▸ AIM
Copy every one of the items below word for word, leaving out the pictures.
** BEGIN **
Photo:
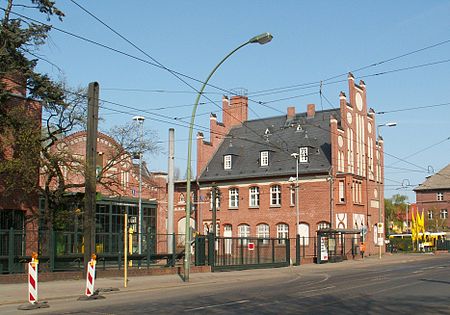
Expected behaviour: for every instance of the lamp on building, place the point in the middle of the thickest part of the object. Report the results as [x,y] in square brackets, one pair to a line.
[380,224]
[140,120]
[260,39]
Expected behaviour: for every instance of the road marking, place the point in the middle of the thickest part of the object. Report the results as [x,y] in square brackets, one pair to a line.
[216,305]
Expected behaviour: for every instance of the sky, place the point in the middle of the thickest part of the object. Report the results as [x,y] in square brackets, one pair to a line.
[401,48]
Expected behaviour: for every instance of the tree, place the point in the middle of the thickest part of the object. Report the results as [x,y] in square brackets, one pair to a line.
[395,210]
[64,112]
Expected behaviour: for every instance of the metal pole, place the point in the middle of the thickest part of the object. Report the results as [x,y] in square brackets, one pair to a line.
[90,175]
[297,212]
[125,251]
[261,39]
[170,191]
[379,193]
[141,214]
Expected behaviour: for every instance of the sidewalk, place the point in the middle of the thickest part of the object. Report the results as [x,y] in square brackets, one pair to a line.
[63,289]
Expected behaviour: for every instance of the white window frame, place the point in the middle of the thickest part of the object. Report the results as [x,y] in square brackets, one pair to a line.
[263,231]
[303,232]
[243,231]
[233,197]
[282,232]
[253,197]
[217,202]
[264,158]
[275,196]
[303,157]
[341,189]
[323,225]
[227,162]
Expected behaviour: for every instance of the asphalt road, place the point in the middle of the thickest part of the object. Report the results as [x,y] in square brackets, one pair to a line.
[416,287]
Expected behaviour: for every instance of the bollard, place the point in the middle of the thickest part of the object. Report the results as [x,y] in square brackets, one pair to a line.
[90,293]
[33,286]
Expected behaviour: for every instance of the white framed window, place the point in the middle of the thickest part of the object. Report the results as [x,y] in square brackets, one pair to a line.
[282,232]
[264,158]
[233,194]
[227,162]
[263,231]
[341,191]
[275,195]
[217,201]
[303,231]
[323,225]
[253,197]
[303,158]
[244,231]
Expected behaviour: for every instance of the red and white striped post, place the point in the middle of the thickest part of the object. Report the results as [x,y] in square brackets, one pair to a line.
[33,279]
[90,277]
[33,286]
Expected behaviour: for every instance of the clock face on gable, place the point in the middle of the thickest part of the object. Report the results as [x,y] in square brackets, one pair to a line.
[358,101]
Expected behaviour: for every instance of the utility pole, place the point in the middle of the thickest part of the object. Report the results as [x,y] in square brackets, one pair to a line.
[170,192]
[90,173]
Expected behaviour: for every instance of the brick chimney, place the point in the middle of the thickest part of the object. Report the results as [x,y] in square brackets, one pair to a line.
[15,84]
[311,111]
[291,112]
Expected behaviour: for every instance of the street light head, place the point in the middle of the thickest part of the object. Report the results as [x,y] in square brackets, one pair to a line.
[389,124]
[139,118]
[262,39]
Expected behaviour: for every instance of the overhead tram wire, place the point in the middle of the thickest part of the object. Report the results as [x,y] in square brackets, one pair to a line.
[174,73]
[315,83]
** END **
▸ EXERCISE RESPONSE
Photo:
Expected behaviour: for every instance of the lamp on building, place the point in the middle of the thickest part of the object. Report the results as [x,y] in square brackets, one pair to a line.
[380,224]
[140,120]
[260,39]
Expected behaviour: for every instance of the road marking, place the point in the middle of the thickest part of the object. Report the results as [x,y] in square brackets, one pair to a line.
[216,305]
Expected behaviour: for every instance of the sky, place the point in the middle of the thickest part of the object. Report the results as [x,y] in square brackets, one pair to a line.
[401,48]
Expected behaviour: for every instance of the tree, place the point in the middle of the thickest part of the object. Report the results as [x,y] in square brackets, one pair to a line.
[395,210]
[64,112]
Expected behaviour: for every instance of the metal pole, place the point in the middle of the thickest part of the object. Report the results as [x,y] in square brackets, one pair to a line.
[90,175]
[297,212]
[125,251]
[261,39]
[170,191]
[379,193]
[141,214]
Expected behaviour: for every instance of the sidewalk, place the point in the middle of the thickest part of the object. Report the results as [x,y] in square brackets, one pair to a line.
[63,289]
Expected behaviour: for every instance of the white window frame, place the point in the middle of the thickest part of the object. Report the results as [x,y] in square brackets, one pair to a line.
[263,231]
[303,232]
[243,231]
[233,197]
[282,232]
[253,197]
[217,202]
[264,158]
[275,196]
[303,157]
[341,189]
[323,225]
[227,162]
Expected behaviour: for every instance of the asphalt road, place the point in the middle of the thickest part of the object. Report the results as [x,y] in square brackets, one pair to a line.
[416,287]
Expected behaviour: for every instance of the bollard, place the point in the middle of the thickest part of the object. Report the results as [x,y] in square brackets, one pair to a line.
[90,293]
[33,286]
Expected behaviour: for every instance of the white framed window, place the point in the middle of the thickest part of the object. Report the results as [x,y] in square brackets, one pair to a line.
[282,232]
[264,158]
[233,194]
[227,162]
[263,231]
[341,191]
[275,195]
[217,201]
[303,231]
[323,225]
[253,197]
[303,158]
[244,231]
Expected behaviour: for every instance of the red and white striped post, place the point in the middle of the thickest part of the object. Report the results as [x,y] in square brackets, one pair to a line.
[33,279]
[90,277]
[33,286]
Expected behaviour: for every instance of the clock face on gable, place the point in the middle of the thickest part of the object. Report the results as [x,y] in square brackets, one pair to a line.
[358,101]
Expected behaviour: for every instance of the utility pole, place the point in the middle of the thickest part of the object. Report the results as [x,y] in square brackets, one pair to a line.
[170,192]
[90,173]
Expected behaviour: for every instance of the brick chimney, place the point in the middle of the thickest part of the object. Report the results as [x,y] in square brackets, one pair to a line.
[15,84]
[311,111]
[291,112]
Expected behaviour: for every instance of the street light head, place the point in the middle of the thickest part of the object. Report the results as [x,y] in square brackets, one pair to a line.
[389,124]
[139,118]
[262,39]
Expected behaviour: for every instance of the overhead tram wire, place the point in the middle of the thickest part of the object. Report the results as [x,y] in square brackets, one pair to a line.
[174,73]
[315,83]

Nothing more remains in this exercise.